AIM OF THE TASK:
Leave the images aside and copy out the whole listing, exact to the word.

----

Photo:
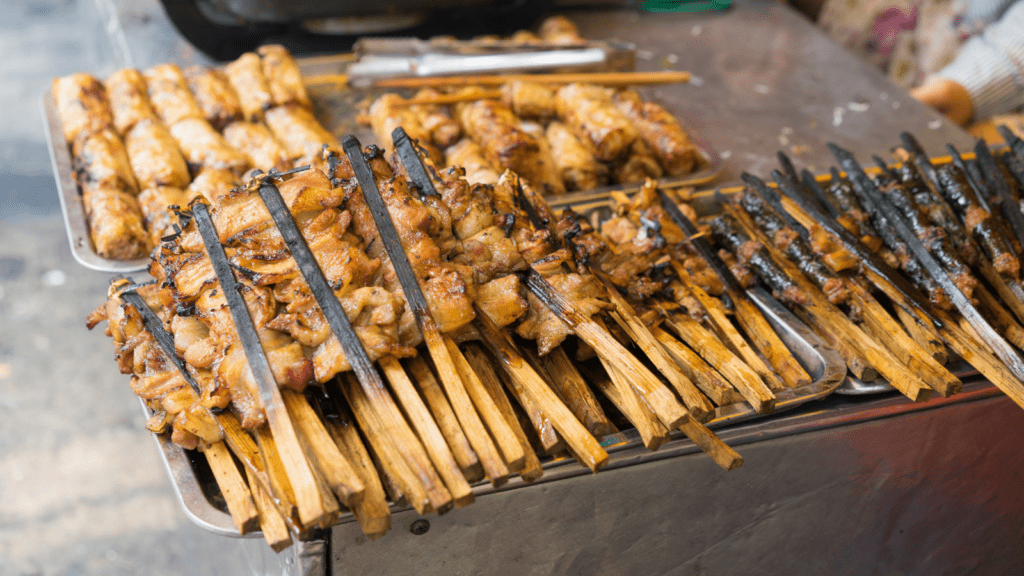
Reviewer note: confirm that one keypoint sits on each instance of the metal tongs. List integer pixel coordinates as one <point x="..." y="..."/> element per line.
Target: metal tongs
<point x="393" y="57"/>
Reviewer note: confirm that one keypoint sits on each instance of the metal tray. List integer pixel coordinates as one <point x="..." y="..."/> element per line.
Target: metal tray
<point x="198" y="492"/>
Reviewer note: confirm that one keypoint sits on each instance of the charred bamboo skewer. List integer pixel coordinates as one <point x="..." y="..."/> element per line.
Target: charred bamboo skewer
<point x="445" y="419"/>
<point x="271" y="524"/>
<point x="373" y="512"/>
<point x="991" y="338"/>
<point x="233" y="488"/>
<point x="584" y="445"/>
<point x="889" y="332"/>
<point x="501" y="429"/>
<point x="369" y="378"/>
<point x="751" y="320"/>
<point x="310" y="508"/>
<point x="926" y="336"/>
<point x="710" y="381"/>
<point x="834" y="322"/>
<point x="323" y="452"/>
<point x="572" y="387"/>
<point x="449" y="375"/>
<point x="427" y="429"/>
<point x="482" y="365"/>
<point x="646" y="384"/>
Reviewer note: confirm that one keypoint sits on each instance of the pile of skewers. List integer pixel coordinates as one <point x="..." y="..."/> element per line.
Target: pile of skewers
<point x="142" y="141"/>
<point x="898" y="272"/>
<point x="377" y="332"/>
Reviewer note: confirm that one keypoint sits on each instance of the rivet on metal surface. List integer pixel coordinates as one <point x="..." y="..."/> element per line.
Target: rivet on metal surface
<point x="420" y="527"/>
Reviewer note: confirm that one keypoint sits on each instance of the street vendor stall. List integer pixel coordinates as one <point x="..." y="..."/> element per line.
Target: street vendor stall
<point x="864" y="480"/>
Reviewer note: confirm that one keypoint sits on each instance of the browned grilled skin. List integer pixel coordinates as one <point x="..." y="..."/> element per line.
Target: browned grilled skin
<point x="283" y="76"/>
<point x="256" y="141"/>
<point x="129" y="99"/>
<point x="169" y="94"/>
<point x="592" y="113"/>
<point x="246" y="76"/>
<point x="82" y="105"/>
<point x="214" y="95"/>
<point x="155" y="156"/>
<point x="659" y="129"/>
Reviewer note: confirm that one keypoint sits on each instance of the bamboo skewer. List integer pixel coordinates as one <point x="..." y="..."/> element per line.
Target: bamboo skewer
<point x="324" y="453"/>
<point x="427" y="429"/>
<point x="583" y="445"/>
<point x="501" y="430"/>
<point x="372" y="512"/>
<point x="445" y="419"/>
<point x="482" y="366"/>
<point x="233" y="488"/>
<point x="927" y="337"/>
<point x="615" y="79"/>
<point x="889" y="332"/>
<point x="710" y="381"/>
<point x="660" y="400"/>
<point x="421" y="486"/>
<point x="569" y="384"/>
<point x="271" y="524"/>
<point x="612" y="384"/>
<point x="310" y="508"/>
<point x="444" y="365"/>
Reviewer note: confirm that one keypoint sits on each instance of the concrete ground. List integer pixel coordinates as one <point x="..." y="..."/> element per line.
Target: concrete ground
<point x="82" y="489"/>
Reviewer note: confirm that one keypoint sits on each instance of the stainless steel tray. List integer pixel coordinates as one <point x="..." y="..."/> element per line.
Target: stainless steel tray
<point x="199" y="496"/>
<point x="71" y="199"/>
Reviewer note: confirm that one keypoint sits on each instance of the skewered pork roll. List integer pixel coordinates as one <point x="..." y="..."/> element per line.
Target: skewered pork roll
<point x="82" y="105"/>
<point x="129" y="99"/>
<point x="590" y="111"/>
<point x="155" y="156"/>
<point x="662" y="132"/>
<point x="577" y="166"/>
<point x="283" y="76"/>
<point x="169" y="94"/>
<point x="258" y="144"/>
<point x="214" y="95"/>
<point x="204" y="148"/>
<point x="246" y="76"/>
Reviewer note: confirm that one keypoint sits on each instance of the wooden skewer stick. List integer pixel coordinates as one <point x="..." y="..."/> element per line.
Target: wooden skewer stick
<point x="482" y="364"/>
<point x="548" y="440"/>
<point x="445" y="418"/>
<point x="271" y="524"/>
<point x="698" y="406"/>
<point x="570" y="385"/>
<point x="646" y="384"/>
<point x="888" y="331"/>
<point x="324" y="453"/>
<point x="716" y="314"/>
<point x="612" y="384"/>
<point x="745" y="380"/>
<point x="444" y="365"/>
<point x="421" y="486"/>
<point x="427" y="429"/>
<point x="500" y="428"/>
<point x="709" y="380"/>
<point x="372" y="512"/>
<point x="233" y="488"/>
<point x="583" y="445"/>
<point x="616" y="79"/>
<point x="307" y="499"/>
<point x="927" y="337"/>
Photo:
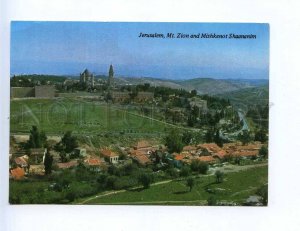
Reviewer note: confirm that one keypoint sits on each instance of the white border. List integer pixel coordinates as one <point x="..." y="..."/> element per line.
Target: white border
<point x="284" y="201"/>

----

TASK ANSWER:
Photo:
Reviewer note: confirm that one keypoint sits on each instance of the metal tongs. List integer pixel coordinates as one <point x="..." y="..."/> element per line.
Target: metal tongs
<point x="393" y="57"/>
Reviewer note: confirm that one keypoint sits on each instance of the metal tray. List integer pixel coordinates as one <point x="..." y="..."/> element per line.
Target: metal tray
<point x="198" y="492"/>
Reviewer note: confirm that one keypoint sits on each instance of the charred bamboo skewer. List integer pixel coordinates as one <point x="..." y="..."/> element per line.
Target: charred bamboo skewer
<point x="445" y="419"/>
<point x="271" y="524"/>
<point x="373" y="512"/>
<point x="991" y="338"/>
<point x="233" y="488"/>
<point x="584" y="445"/>
<point x="889" y="332"/>
<point x="501" y="429"/>
<point x="369" y="378"/>
<point x="751" y="320"/>
<point x="310" y="508"/>
<point x="926" y="336"/>
<point x="710" y="381"/>
<point x="834" y="322"/>
<point x="323" y="452"/>
<point x="572" y="387"/>
<point x="449" y="375"/>
<point x="427" y="429"/>
<point x="482" y="365"/>
<point x="646" y="384"/>
Reviewer note: confirm that one keypoint sits on each instance of the pile of skewers. List integer pixel coordinates as one <point x="..." y="..."/> element per line.
Target: pile of skewers
<point x="142" y="141"/>
<point x="898" y="272"/>
<point x="377" y="332"/>
Reviewer note: confirm that one keypoint sits on each instance of the rivet on metal surface. List integer pixel coordinates as one <point x="..." y="..."/> element per line.
Target: rivet on metal surface
<point x="420" y="527"/>
Reviewer note: confirm that one keypoint sits on each instance of the street vendor stall. List integer pixel coordinates as one <point x="..." y="..."/> element per line.
Target: street vendor stall
<point x="864" y="480"/>
Reviewer note: confirm that one keypoint sits on each instance of the browned grilled skin. List integer pixel coordinates as one <point x="..." y="..."/> element per line.
Target: browned grilled skin
<point x="283" y="76"/>
<point x="256" y="141"/>
<point x="129" y="99"/>
<point x="169" y="94"/>
<point x="592" y="113"/>
<point x="246" y="76"/>
<point x="82" y="105"/>
<point x="214" y="95"/>
<point x="155" y="156"/>
<point x="659" y="129"/>
Reviewer note: confirm that one keypoint sits on each instance of the bamboo skewer. List integer pixel coordinates as one <point x="..." y="..."/> element per line.
Target: bamboo skewer
<point x="324" y="453"/>
<point x="427" y="429"/>
<point x="583" y="445"/>
<point x="501" y="430"/>
<point x="372" y="512"/>
<point x="445" y="419"/>
<point x="482" y="366"/>
<point x="233" y="488"/>
<point x="927" y="337"/>
<point x="615" y="79"/>
<point x="889" y="332"/>
<point x="710" y="381"/>
<point x="660" y="400"/>
<point x="421" y="486"/>
<point x="569" y="384"/>
<point x="271" y="524"/>
<point x="612" y="384"/>
<point x="310" y="508"/>
<point x="444" y="365"/>
Reviewer note: confirm that one keypoint sits on each instance of the concrete ground. List integer pixel coordinates as one <point x="..." y="..."/> element per line.
Target: concrete ground
<point x="82" y="489"/>
Reviewer note: confirm that one keypoint sits on each instance of the stainless steel tray. List integer pixel coordinates as one <point x="..." y="..."/> element per line.
Target: stainless steel tray
<point x="199" y="496"/>
<point x="71" y="199"/>
Reviewer note: confirm that one keypoint sits on each instance of the skewered pork roll. List integer pixel coordinates as one <point x="..." y="..."/> element per line.
Target: skewered pork roll
<point x="82" y="105"/>
<point x="129" y="99"/>
<point x="590" y="111"/>
<point x="155" y="156"/>
<point x="662" y="132"/>
<point x="577" y="166"/>
<point x="283" y="76"/>
<point x="169" y="94"/>
<point x="258" y="144"/>
<point x="214" y="95"/>
<point x="204" y="148"/>
<point x="246" y="76"/>
Reviewer note: confirm that one keypoint sits on each instance of the wooden skewer stick. List integer pixel coordinates as one <point x="..." y="..."/> element per line.
Target: wooden skewer stick
<point x="482" y="364"/>
<point x="548" y="440"/>
<point x="445" y="418"/>
<point x="271" y="524"/>
<point x="698" y="406"/>
<point x="570" y="385"/>
<point x="646" y="384"/>
<point x="888" y="331"/>
<point x="324" y="453"/>
<point x="716" y="314"/>
<point x="612" y="384"/>
<point x="745" y="380"/>
<point x="444" y="365"/>
<point x="421" y="486"/>
<point x="427" y="429"/>
<point x="500" y="428"/>
<point x="709" y="380"/>
<point x="372" y="512"/>
<point x="233" y="488"/>
<point x="583" y="445"/>
<point x="616" y="79"/>
<point x="307" y="499"/>
<point x="927" y="337"/>
Photo:
Reviewer note: confirm that one keypoint sits on each instance of the white border. List integer pixel coordinates as one <point x="..." y="..."/> element per line.
Target: white border
<point x="284" y="201"/>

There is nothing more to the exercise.